▸ TASK DETAILS: Select every line of the data below that contains the word "door", and copy each one. Case counts.

A block of data:
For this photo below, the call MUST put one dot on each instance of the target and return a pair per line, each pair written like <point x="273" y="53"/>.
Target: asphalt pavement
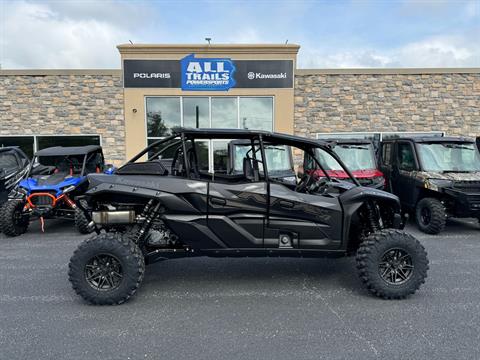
<point x="251" y="308"/>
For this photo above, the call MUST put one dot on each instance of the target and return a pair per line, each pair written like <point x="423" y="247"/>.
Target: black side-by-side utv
<point x="146" y="212"/>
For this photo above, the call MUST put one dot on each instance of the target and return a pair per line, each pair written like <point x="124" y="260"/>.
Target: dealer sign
<point x="207" y="74"/>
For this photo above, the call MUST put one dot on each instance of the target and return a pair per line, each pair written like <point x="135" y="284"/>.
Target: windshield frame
<point x="369" y="149"/>
<point x="422" y="162"/>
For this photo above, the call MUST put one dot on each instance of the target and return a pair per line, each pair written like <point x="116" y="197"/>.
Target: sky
<point x="332" y="34"/>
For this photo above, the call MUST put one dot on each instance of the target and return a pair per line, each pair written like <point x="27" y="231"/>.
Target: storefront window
<point x="256" y="113"/>
<point x="163" y="113"/>
<point x="190" y="106"/>
<point x="224" y="112"/>
<point x="230" y="112"/>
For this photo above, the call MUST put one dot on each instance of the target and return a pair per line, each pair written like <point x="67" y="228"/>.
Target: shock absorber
<point x="149" y="215"/>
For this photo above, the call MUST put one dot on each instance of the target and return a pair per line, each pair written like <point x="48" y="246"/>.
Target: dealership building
<point x="227" y="86"/>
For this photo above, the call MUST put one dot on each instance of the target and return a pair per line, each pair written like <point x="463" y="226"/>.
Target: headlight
<point x="17" y="193"/>
<point x="378" y="180"/>
<point x="435" y="184"/>
<point x="68" y="189"/>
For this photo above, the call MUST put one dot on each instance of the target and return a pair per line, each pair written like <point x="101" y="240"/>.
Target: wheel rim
<point x="396" y="267"/>
<point x="103" y="272"/>
<point x="425" y="216"/>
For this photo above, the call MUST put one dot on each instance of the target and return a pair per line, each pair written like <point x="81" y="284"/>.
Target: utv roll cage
<point x="257" y="138"/>
<point x="55" y="151"/>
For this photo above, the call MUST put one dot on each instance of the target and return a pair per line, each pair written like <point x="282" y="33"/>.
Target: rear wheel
<point x="106" y="269"/>
<point x="13" y="220"/>
<point x="392" y="264"/>
<point x="82" y="223"/>
<point x="430" y="215"/>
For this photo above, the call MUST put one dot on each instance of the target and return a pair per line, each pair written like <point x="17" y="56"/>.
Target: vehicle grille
<point x="42" y="200"/>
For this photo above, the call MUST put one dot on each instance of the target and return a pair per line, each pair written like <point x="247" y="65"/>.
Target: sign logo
<point x="214" y="74"/>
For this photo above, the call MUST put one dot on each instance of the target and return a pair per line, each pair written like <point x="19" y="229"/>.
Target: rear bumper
<point x="467" y="204"/>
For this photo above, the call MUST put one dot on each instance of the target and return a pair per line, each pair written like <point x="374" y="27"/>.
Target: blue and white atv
<point x="57" y="175"/>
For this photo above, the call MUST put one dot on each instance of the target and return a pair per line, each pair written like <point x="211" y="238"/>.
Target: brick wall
<point x="65" y="104"/>
<point x="447" y="102"/>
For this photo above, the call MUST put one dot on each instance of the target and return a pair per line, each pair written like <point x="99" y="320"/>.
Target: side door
<point x="404" y="168"/>
<point x="298" y="220"/>
<point x="386" y="157"/>
<point x="237" y="203"/>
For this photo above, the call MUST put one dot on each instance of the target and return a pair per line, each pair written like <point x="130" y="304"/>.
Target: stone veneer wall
<point x="65" y="102"/>
<point x="337" y="102"/>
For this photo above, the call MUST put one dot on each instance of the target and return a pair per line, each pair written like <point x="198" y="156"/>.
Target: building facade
<point x="236" y="86"/>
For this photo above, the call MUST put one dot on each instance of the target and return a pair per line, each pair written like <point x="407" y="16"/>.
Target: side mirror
<point x="109" y="169"/>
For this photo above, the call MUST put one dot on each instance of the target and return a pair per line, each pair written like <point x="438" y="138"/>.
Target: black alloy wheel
<point x="396" y="266"/>
<point x="104" y="272"/>
<point x="425" y="216"/>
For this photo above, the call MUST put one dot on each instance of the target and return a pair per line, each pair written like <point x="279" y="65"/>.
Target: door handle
<point x="218" y="201"/>
<point x="287" y="204"/>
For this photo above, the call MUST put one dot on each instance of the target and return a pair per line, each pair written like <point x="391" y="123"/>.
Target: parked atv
<point x="434" y="177"/>
<point x="359" y="156"/>
<point x="144" y="213"/>
<point x="57" y="175"/>
<point x="14" y="165"/>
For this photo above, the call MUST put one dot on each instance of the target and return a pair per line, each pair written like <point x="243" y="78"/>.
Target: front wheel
<point x="430" y="215"/>
<point x="106" y="269"/>
<point x="13" y="220"/>
<point x="392" y="264"/>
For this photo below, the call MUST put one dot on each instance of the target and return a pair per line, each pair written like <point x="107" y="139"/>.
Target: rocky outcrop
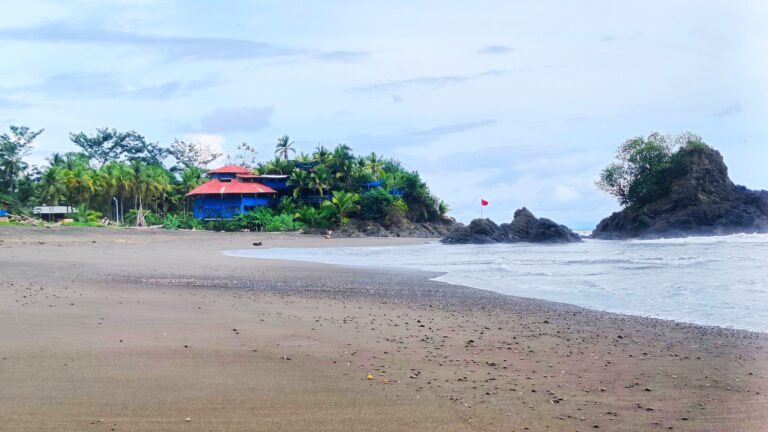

▸ SOLUTION FOR THIS EXERCISE:
Target: side door
Target: door handle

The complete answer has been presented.